§ What you have to do
Reproduce each of the following records verbatim, preserving every character and line.
# START OF Records shown
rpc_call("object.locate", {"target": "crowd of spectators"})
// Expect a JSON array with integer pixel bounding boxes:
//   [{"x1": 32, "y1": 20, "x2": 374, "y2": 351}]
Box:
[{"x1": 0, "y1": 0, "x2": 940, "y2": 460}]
# END OF Records shown
§ Solution to this problem
rpc_call("object.locate", {"target": "crowd of spectators"})
// Expect a JSON array with integer pixel bounding boxes:
//   [{"x1": 32, "y1": 20, "x2": 374, "y2": 351}]
Box:
[{"x1": 0, "y1": 0, "x2": 940, "y2": 460}]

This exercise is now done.